Task directions — Nothing but the lines below between the line holding "Query: white interior door" and the line holding "of the beige", inclusive, should appear in the answer, each set down exactly.

------------------------------------------------------------------------

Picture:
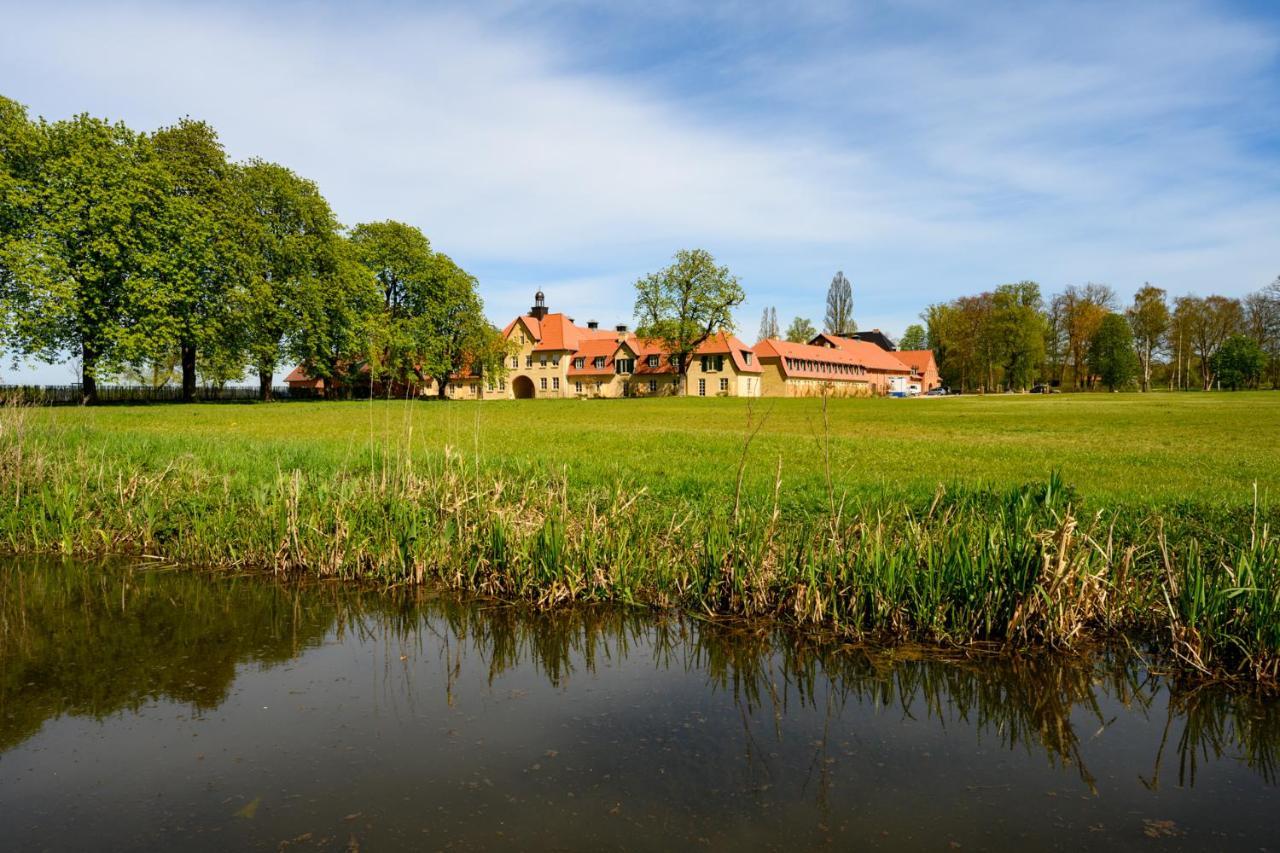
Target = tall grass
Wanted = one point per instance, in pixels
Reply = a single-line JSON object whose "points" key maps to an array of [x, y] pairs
{"points": [[1018, 566]]}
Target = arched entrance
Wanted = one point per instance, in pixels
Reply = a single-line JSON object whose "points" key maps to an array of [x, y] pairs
{"points": [[522, 387]]}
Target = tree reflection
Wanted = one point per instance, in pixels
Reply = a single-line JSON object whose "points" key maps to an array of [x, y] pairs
{"points": [[92, 641]]}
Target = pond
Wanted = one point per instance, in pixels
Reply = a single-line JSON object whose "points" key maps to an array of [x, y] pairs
{"points": [[146, 708]]}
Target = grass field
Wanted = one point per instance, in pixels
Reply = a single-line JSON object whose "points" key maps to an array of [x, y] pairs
{"points": [[1019, 520], [1153, 450]]}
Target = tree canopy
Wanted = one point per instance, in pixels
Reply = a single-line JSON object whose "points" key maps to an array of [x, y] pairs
{"points": [[913, 338], [1239, 363], [1111, 355], [840, 306], [141, 255], [800, 331], [686, 302]]}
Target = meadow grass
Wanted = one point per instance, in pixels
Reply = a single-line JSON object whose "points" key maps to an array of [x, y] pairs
{"points": [[1014, 520]]}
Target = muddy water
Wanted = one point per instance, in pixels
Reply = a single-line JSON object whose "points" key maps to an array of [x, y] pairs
{"points": [[173, 710]]}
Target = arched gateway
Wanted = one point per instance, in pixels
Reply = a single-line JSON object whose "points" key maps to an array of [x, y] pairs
{"points": [[522, 387]]}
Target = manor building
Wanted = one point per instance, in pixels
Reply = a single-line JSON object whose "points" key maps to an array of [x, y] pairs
{"points": [[553, 356]]}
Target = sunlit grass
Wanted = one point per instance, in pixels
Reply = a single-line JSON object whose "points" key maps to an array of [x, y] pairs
{"points": [[1013, 520]]}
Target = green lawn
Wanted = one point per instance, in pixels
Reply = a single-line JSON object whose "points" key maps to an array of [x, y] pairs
{"points": [[1114, 448]]}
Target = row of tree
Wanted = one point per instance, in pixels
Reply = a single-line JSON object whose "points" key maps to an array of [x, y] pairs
{"points": [[1011, 338], [128, 251]]}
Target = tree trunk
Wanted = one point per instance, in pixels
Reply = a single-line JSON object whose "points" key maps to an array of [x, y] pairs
{"points": [[188, 373], [88, 381]]}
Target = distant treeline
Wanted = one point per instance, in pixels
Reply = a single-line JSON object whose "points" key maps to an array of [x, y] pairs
{"points": [[146, 256], [1013, 338]]}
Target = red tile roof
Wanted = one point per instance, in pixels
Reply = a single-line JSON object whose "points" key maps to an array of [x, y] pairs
{"points": [[918, 360], [595, 349], [868, 354], [556, 332], [809, 361]]}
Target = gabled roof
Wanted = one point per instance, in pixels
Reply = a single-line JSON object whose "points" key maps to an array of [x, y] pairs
{"points": [[723, 342], [918, 360], [817, 359], [869, 355], [556, 332], [595, 349]]}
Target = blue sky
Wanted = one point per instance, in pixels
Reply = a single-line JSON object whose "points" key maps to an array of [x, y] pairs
{"points": [[927, 149]]}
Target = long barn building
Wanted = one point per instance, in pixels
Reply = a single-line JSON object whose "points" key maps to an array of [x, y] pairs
{"points": [[552, 356]]}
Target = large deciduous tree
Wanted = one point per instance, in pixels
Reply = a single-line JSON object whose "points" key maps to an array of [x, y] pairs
{"points": [[1111, 355], [400, 258], [913, 338], [1080, 311], [1239, 363], [1210, 320], [453, 336], [685, 304], [298, 247], [1150, 319], [1016, 328], [209, 264], [1262, 324], [769, 324], [800, 331], [840, 306], [19, 151], [86, 269]]}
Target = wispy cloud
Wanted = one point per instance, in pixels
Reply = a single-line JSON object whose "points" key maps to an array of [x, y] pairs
{"points": [[924, 147]]}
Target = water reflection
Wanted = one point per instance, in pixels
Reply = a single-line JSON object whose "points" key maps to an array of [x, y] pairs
{"points": [[94, 641]]}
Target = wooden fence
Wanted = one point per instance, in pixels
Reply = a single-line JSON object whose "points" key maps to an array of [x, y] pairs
{"points": [[138, 395]]}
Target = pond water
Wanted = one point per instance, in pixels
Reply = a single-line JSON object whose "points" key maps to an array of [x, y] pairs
{"points": [[178, 710]]}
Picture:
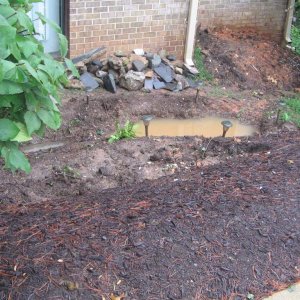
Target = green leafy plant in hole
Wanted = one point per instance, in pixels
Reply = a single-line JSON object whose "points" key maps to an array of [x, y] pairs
{"points": [[199, 64], [128, 131], [29, 81], [291, 111]]}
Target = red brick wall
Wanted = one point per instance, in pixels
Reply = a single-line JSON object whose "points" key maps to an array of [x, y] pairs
{"points": [[161, 24]]}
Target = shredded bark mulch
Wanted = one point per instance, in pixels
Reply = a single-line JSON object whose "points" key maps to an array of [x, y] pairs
{"points": [[219, 232]]}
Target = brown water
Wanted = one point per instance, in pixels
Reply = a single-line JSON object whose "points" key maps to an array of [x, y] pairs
{"points": [[207, 127]]}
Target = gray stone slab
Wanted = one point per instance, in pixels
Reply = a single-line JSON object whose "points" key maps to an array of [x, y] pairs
{"points": [[158, 84], [148, 84], [89, 82], [164, 72]]}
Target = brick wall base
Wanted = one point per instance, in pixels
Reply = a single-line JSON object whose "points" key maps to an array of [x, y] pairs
{"points": [[161, 24]]}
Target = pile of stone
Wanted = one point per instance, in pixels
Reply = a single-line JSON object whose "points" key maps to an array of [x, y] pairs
{"points": [[136, 71]]}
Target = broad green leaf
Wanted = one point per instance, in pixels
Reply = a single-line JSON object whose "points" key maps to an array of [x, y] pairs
{"points": [[50, 118], [72, 68], [8, 130], [18, 160], [23, 135], [10, 88], [32, 121]]}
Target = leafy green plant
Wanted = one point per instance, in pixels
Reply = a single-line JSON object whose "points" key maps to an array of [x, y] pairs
{"points": [[126, 132], [199, 64], [29, 81], [291, 111]]}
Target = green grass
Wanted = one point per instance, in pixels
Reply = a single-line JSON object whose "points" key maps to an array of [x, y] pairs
{"points": [[295, 36], [125, 132], [199, 64], [291, 111]]}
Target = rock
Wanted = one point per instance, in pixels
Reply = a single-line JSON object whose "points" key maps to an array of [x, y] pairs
{"points": [[182, 80], [115, 62], [92, 68], [171, 57], [164, 72], [190, 70], [140, 52], [158, 84], [155, 61], [132, 81], [89, 56], [172, 86], [138, 65], [134, 57], [149, 74], [162, 53], [101, 74], [109, 83], [178, 71], [98, 63], [89, 82], [75, 84], [120, 53], [148, 84], [115, 75]]}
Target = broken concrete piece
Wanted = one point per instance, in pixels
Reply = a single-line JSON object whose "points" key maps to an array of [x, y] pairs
{"points": [[148, 84], [158, 84], [182, 80], [140, 52], [165, 72], [89, 82], [155, 61], [171, 57], [191, 70], [138, 65], [97, 63], [101, 74], [109, 83], [89, 56], [132, 81]]}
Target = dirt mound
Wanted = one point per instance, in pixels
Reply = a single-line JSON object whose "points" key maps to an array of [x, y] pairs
{"points": [[248, 60], [224, 232]]}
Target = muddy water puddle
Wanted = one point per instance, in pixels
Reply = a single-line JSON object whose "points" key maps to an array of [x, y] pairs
{"points": [[207, 127]]}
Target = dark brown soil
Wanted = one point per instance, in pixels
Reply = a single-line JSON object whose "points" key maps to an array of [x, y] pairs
{"points": [[218, 232], [248, 60], [156, 218]]}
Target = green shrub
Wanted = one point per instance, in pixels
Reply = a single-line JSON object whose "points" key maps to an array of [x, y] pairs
{"points": [[126, 132], [199, 64], [29, 81]]}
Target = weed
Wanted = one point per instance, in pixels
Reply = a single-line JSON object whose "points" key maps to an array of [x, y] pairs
{"points": [[291, 111], [203, 73], [126, 132]]}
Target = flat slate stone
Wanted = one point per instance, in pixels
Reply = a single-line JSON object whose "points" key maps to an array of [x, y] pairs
{"points": [[158, 84], [109, 83], [148, 84], [165, 72], [89, 82]]}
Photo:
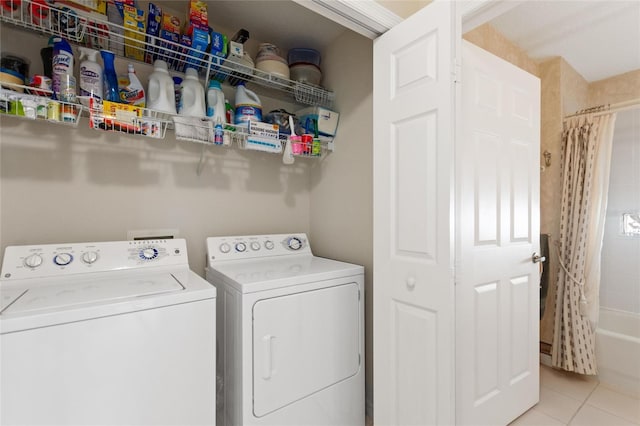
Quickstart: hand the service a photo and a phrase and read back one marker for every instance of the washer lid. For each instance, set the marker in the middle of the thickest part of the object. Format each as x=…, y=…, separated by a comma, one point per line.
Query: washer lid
x=268, y=273
x=96, y=291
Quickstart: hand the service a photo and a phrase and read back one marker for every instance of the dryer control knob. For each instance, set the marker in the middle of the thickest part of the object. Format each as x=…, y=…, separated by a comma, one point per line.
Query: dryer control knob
x=33, y=261
x=63, y=259
x=148, y=253
x=294, y=243
x=89, y=257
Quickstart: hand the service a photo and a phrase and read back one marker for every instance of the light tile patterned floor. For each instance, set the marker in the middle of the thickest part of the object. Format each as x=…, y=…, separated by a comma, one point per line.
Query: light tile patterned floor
x=572, y=399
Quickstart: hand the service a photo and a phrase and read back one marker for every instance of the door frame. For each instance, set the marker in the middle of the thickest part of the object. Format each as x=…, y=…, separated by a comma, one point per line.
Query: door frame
x=370, y=19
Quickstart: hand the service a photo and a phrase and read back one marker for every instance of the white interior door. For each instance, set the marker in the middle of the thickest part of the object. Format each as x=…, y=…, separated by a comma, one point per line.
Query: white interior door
x=497, y=284
x=413, y=163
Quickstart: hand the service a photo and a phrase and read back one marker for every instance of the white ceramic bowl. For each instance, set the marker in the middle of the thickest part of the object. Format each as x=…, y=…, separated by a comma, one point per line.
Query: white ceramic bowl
x=306, y=73
x=274, y=67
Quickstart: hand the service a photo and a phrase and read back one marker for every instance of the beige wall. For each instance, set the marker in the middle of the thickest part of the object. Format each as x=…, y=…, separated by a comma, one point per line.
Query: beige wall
x=61, y=184
x=486, y=37
x=619, y=88
x=565, y=91
x=341, y=185
x=404, y=8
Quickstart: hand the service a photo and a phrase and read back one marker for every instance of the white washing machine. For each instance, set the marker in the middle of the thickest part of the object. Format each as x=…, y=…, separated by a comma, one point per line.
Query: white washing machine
x=118, y=333
x=290, y=333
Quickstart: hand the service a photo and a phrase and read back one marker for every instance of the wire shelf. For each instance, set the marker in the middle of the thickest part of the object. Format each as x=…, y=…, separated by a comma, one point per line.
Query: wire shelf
x=123, y=118
x=21, y=102
x=93, y=30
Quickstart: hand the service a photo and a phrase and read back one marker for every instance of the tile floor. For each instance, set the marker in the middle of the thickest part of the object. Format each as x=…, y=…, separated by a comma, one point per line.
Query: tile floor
x=572, y=399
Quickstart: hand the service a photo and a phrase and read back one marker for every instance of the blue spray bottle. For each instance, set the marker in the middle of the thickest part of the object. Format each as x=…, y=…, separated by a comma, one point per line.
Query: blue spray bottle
x=110, y=77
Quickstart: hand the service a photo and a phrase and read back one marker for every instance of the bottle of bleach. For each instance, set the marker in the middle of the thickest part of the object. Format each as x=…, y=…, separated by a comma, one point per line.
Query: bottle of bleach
x=248, y=106
x=90, y=74
x=192, y=102
x=62, y=64
x=161, y=96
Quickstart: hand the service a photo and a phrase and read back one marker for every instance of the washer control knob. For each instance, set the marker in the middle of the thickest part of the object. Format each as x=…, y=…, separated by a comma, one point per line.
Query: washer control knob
x=62, y=259
x=33, y=261
x=294, y=243
x=148, y=253
x=89, y=257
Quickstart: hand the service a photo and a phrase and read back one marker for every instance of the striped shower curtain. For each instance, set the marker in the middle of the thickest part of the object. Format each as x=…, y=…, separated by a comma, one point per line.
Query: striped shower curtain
x=586, y=159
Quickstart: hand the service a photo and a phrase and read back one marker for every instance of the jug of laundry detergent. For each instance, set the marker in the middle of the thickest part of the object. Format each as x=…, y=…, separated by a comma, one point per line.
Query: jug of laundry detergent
x=248, y=106
x=161, y=95
x=192, y=102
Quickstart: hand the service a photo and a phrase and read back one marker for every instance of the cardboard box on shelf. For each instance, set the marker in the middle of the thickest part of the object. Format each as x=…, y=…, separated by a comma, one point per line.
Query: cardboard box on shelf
x=197, y=16
x=327, y=120
x=135, y=29
x=169, y=32
x=154, y=22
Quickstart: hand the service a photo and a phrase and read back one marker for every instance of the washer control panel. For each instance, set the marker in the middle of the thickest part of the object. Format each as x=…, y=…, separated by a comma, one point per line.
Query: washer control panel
x=255, y=246
x=64, y=259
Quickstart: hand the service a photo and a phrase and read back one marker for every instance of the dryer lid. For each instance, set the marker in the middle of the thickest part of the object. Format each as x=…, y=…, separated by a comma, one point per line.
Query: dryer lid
x=88, y=292
x=253, y=275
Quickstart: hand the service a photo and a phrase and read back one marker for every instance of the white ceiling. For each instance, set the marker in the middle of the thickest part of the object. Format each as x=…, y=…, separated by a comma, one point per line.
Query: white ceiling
x=598, y=38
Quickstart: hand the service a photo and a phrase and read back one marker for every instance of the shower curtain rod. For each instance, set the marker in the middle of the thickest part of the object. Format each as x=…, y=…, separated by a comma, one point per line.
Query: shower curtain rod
x=608, y=108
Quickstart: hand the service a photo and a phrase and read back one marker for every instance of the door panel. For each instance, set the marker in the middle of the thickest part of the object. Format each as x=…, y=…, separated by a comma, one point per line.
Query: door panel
x=497, y=232
x=413, y=285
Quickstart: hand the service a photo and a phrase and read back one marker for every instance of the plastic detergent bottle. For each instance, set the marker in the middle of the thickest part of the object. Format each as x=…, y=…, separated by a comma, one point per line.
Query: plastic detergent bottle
x=90, y=74
x=62, y=64
x=110, y=78
x=248, y=106
x=133, y=92
x=215, y=102
x=192, y=97
x=160, y=94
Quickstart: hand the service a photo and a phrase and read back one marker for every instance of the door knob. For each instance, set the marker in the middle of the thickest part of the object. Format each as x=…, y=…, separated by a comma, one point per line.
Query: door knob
x=411, y=283
x=536, y=258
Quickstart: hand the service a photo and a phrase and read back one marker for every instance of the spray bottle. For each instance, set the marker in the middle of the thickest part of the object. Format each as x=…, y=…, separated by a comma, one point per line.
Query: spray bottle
x=90, y=74
x=110, y=78
x=133, y=93
x=62, y=64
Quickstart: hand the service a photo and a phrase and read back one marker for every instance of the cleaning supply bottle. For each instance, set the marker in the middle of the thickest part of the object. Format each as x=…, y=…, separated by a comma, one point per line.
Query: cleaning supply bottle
x=90, y=74
x=133, y=92
x=248, y=106
x=62, y=65
x=215, y=102
x=160, y=94
x=192, y=102
x=110, y=78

------------------------------------------------------------------------

Answer to the exercise —
Query: white interior door
x=497, y=284
x=413, y=163
Quickstart: hand the service a photo and a phrase and read back one marker for every instance of the white ceramic bowl. For each instance, set the marker in the middle of the thickest part of the object. Format each as x=…, y=…, separated by a comma, one point per line.
Query: white ceramic bowl
x=306, y=73
x=274, y=67
Quickstart: hand the service a photo and a phrase and read back one marker for every instance of the beige wall. For each instance, set the marker in the middle of the thickest part of the object. Format each as x=…, y=…, separated by a comma, one point per line.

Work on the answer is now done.